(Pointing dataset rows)
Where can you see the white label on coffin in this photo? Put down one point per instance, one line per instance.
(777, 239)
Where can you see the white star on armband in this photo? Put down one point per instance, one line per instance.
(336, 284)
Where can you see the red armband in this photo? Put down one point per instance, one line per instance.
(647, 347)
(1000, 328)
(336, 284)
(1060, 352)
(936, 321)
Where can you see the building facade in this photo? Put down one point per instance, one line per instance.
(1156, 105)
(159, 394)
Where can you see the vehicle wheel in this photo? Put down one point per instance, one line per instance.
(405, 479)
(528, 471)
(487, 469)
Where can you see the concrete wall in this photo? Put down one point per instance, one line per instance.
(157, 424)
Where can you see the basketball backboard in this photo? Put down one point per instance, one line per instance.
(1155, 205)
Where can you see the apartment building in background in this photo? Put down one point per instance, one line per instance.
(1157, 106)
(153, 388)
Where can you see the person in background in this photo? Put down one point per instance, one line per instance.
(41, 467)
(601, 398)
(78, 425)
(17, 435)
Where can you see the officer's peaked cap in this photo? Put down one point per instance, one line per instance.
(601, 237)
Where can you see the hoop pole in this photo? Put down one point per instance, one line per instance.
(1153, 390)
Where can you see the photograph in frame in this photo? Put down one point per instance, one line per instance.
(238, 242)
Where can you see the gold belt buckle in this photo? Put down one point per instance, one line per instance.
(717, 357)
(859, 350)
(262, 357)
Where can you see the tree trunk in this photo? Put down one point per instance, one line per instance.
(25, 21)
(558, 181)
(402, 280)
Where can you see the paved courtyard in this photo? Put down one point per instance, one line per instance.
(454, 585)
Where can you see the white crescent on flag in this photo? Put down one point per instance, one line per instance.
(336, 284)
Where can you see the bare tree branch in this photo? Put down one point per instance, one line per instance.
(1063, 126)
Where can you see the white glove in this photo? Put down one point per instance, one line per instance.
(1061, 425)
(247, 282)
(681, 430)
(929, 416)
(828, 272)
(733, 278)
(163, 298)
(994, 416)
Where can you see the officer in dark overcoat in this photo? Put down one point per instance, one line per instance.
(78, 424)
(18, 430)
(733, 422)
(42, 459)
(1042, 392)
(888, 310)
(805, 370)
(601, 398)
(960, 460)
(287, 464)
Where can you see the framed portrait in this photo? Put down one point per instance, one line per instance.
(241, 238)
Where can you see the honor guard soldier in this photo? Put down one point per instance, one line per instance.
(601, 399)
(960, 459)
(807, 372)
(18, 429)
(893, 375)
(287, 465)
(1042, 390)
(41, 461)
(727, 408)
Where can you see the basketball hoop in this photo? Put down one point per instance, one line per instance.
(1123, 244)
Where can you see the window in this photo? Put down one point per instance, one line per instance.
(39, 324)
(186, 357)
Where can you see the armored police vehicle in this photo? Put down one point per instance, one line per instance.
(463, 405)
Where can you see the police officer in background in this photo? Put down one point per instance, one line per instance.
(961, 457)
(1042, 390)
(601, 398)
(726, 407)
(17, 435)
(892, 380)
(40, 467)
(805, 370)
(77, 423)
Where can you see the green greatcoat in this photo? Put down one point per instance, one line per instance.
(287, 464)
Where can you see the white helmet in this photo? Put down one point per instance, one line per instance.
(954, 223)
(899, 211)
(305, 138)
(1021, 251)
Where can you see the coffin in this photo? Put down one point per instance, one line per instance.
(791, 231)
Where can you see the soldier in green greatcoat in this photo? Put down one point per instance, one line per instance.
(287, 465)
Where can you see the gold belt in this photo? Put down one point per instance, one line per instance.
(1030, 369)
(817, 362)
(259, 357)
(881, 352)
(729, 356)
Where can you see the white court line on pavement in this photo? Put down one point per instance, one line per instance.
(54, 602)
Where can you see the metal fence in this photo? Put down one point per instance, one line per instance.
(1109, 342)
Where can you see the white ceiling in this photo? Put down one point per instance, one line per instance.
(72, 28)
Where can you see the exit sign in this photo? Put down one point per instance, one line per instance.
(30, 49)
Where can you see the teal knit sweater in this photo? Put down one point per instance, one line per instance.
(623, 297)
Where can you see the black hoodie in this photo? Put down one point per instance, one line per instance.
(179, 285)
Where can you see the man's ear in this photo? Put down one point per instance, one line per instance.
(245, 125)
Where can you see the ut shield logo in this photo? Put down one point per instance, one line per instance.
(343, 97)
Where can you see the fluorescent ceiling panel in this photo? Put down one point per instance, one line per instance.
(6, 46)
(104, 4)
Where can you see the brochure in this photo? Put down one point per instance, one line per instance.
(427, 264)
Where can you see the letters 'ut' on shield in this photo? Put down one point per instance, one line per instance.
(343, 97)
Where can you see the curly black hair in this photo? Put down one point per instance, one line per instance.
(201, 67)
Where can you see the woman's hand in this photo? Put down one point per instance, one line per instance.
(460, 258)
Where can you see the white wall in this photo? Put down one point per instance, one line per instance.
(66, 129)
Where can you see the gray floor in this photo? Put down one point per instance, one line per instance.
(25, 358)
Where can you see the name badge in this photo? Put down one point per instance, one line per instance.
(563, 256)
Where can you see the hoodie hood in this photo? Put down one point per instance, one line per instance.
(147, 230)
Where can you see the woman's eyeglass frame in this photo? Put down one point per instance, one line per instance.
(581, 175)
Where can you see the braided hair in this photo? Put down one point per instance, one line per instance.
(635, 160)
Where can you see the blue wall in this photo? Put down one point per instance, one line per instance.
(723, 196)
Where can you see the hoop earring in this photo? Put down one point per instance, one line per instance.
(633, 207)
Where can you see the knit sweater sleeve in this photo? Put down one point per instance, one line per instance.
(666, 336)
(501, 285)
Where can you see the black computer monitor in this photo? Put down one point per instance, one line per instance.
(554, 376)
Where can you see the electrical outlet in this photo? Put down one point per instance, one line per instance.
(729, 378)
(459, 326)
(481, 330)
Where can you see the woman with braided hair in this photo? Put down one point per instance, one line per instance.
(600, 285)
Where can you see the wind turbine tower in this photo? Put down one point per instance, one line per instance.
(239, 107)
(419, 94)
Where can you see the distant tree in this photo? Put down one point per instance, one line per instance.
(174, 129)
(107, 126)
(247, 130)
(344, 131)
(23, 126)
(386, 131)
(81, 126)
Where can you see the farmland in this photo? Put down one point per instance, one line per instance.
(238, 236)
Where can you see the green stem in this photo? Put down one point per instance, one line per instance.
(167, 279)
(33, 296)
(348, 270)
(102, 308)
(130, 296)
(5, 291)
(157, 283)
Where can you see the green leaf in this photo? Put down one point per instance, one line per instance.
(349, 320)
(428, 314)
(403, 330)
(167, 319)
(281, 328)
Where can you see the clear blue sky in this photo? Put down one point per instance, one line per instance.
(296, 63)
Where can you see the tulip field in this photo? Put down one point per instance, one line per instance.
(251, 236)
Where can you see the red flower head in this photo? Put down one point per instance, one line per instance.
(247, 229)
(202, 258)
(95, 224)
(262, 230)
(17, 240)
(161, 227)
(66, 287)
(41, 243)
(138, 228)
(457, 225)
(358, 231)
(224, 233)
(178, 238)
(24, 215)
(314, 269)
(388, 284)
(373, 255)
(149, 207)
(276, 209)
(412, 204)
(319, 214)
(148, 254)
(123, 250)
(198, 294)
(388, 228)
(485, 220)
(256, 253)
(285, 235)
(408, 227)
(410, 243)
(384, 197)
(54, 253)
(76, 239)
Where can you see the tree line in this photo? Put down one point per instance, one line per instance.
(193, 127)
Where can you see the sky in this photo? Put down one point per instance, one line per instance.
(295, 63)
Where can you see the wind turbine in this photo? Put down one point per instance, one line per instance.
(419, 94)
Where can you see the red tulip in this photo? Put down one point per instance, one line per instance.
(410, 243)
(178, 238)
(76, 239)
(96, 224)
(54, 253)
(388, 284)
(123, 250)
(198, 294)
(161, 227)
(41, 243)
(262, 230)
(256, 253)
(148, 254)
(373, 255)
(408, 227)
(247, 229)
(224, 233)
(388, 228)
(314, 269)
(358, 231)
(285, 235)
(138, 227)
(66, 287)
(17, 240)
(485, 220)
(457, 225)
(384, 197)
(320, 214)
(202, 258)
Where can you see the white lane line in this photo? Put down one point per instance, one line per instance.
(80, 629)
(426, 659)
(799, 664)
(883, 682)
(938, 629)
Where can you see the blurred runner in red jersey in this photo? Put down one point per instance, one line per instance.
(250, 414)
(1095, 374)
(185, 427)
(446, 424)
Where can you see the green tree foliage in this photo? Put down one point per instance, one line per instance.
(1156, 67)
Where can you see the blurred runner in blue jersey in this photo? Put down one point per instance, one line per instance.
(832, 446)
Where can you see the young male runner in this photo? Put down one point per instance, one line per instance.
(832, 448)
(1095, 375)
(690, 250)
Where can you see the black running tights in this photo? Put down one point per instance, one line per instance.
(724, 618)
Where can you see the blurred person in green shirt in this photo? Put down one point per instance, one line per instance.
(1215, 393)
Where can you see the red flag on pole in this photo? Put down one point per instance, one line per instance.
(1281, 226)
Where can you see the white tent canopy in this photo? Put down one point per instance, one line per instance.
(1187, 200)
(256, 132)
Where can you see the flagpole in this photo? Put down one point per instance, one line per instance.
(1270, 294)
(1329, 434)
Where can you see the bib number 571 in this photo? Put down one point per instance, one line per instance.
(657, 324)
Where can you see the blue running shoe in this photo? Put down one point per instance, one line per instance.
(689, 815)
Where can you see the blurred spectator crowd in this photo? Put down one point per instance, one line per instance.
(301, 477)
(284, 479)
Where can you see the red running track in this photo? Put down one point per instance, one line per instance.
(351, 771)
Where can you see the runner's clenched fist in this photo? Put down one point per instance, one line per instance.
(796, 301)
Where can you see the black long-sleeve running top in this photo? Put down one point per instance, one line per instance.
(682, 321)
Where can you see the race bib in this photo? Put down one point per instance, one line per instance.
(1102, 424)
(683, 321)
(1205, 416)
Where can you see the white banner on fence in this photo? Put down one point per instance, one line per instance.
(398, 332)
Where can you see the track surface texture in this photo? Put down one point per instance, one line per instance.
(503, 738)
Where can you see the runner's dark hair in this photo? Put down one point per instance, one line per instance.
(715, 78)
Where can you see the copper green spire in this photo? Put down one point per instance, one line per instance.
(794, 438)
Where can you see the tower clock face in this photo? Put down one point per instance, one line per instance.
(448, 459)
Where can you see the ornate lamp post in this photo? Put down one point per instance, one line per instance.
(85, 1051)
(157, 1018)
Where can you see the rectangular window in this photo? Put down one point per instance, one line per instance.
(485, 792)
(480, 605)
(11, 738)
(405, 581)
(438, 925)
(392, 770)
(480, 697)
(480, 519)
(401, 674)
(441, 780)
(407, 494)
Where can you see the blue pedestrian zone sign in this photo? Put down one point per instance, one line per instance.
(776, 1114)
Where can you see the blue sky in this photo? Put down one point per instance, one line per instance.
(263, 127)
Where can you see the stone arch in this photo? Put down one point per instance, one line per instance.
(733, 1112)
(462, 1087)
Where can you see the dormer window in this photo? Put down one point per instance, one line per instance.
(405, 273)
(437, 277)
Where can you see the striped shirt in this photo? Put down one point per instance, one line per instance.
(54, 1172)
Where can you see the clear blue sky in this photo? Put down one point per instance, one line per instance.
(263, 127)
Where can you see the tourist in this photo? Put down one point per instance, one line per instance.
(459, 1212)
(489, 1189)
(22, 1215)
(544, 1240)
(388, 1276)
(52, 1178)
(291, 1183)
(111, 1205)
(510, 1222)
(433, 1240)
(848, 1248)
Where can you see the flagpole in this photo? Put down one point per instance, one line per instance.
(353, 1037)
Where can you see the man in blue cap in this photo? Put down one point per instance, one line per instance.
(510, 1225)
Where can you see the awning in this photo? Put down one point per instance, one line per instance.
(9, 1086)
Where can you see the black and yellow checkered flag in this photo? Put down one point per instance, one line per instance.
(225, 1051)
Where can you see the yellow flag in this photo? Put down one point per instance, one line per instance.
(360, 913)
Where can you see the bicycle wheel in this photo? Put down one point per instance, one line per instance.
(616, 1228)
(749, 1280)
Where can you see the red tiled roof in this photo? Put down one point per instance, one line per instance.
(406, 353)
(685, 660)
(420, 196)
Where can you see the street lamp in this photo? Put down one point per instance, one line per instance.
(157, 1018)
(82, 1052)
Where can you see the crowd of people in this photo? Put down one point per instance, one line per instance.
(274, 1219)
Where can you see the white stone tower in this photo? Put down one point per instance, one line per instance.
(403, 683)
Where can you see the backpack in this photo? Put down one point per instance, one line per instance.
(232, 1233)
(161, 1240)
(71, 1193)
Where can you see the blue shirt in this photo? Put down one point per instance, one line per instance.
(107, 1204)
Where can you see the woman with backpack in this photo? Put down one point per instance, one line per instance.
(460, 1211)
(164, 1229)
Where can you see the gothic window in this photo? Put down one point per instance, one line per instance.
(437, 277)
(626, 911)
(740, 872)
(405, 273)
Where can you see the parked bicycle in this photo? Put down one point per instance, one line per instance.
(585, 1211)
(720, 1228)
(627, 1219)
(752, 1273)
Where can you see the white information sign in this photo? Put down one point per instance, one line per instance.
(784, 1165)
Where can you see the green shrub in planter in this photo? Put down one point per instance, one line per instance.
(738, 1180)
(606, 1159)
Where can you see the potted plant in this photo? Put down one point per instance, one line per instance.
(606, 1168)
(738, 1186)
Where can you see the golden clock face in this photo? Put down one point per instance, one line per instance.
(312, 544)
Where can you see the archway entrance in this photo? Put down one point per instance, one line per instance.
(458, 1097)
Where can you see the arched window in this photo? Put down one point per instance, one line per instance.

* _What is required_:
Copy the rows word for word, starting at the line containing "Where can you see the apartment" and ending after the line containing "(1153, 390)".

* _Task solution_:
Where can you see the apartment building in background in this photo? Put down one point per instance, one line per instance.
(1157, 106)
(153, 388)
Where can you see the person in background in this photo? Put down one point per instance, one line per instance.
(41, 467)
(601, 398)
(78, 425)
(17, 435)
Where can you see the officer's peaked cap in this photo? Put down one point per instance, one line per instance.
(601, 237)
Where can you see the hoop pole in this photo? Put down one point per instance, one line per instance.
(1153, 390)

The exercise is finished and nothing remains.